- _Work request_: For the word "instance", tally the lines of the data that contain it and give the tally alone.

- _Stored data_:

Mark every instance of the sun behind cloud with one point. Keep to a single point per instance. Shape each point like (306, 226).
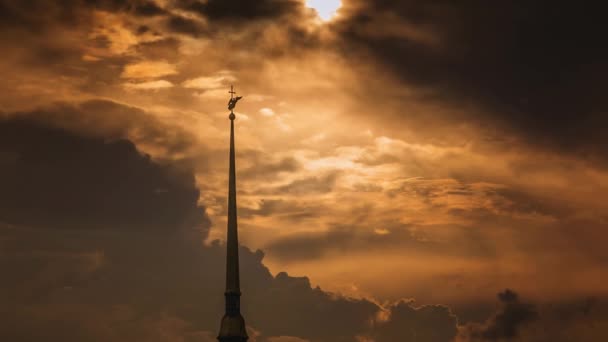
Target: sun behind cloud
(325, 8)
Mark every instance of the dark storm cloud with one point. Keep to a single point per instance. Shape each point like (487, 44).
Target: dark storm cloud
(341, 239)
(507, 322)
(564, 320)
(184, 25)
(135, 283)
(39, 14)
(539, 67)
(430, 323)
(322, 184)
(243, 10)
(53, 178)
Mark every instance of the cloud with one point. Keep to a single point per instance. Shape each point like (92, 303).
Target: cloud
(149, 69)
(243, 10)
(61, 179)
(519, 63)
(151, 85)
(507, 323)
(221, 80)
(430, 323)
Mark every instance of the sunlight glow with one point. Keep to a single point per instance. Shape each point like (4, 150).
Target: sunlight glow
(325, 8)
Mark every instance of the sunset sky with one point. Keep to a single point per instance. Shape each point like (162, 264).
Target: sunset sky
(407, 170)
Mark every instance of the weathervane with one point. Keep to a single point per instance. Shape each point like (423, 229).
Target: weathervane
(233, 101)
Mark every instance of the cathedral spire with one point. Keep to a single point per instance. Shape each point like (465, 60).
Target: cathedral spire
(233, 324)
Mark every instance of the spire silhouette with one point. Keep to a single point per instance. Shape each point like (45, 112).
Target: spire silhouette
(233, 324)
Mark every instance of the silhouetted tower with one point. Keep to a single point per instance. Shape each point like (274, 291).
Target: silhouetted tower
(233, 324)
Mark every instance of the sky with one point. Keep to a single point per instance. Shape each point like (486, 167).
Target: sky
(406, 170)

- _Written solution_: 10